● 本文
------
無視された若槻内閣の不拡大方針
満州事変が起きた時、立憲民政党の第2次若槻内閣は関東軍の「自衛のため」という主張を認めざるを得ませんでした。しかし、事件がこれ以上拡大しないよう、「不拡大方針」を表明しました。大日本帝国憲法では内閣は軍の作戦行動を阻止できません。内閣にできるのは不拡大方針の表明だけだったでしょう。
若槻内閣が不拡大方針を表明した理由は、欧米との関係悪化を回避するためでした。若槻内閣の外相幣原喜重郎は対欧米協調外交(いわゆる幣原外交)を展開しており、「不拡大方針」を出すことで欧米との対立を回避しようとしたのです。
ところが、関東軍は内閣が出した「不拡大方針」を完全に無視。そればかりか、関東軍は植民地となっていた朝鮮の駐屯軍に援軍を要請するなど軍事行動を拡大させました。その後も、関東軍は内閣の方針に従いません。最終的に第2次若槻内閣は総辞職に追い込まれます。
満州事変の結果
張学良は満州から撤退
満州事変がおきた時、張学良は北平(現在の北京)に滞在していました。関東軍の軍事行動を知った張学良は、配下の軍に日本軍と戦わないよう命じます。これは、中国国民政府の意向に沿ったものでしたが、張学良が主戦派から「不抵抗将軍」とさげすまれる原因となりました。
満州事変後、張学良はヨーロッパに留学しましたが1934年に帰国します。帰国した張学良を国民政府は軍司令官の一人に任命。彼に共産党討伐を命じました。張学良は河北省にいた旧奉天軍閥の幹部を集め軍を再建します。そして、西安に赴き共産党軍と戦いました。
しかし、張学良は中国人同士で戦うのを止め、国民党と共産党は共同で日本と戦うべきだと考えます。そして、督戦にやってきた蒋介石を監禁。彼に共産党との和平を強いました。そのせいで、張学良は国民党に軟禁され、戦後も台湾で50年にわたり軟禁され続けました。
------
● 記録一覧
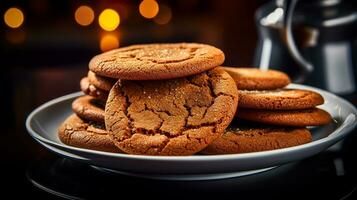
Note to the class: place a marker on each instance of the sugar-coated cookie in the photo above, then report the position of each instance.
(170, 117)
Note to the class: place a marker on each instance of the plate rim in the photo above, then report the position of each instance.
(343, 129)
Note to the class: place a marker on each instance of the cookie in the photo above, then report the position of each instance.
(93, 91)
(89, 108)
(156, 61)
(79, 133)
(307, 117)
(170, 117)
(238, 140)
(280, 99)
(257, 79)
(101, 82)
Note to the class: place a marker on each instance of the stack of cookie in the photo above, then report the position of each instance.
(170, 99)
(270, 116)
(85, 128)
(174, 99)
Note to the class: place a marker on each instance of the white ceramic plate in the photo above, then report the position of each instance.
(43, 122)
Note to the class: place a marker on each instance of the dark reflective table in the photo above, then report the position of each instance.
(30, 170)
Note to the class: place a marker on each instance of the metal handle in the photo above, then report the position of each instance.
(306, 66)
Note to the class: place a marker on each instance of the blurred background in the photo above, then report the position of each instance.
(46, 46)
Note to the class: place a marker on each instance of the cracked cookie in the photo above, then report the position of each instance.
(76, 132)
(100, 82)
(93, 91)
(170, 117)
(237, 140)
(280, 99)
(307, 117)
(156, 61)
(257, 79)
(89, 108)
------
● 作業指示
本文によると、第2次若槻内閣が不拡大方針を表明した理由は何ですか。 本文の記述だけを根拠にしてください。

● 作業結果
欧米との関係悪化を回避するためです。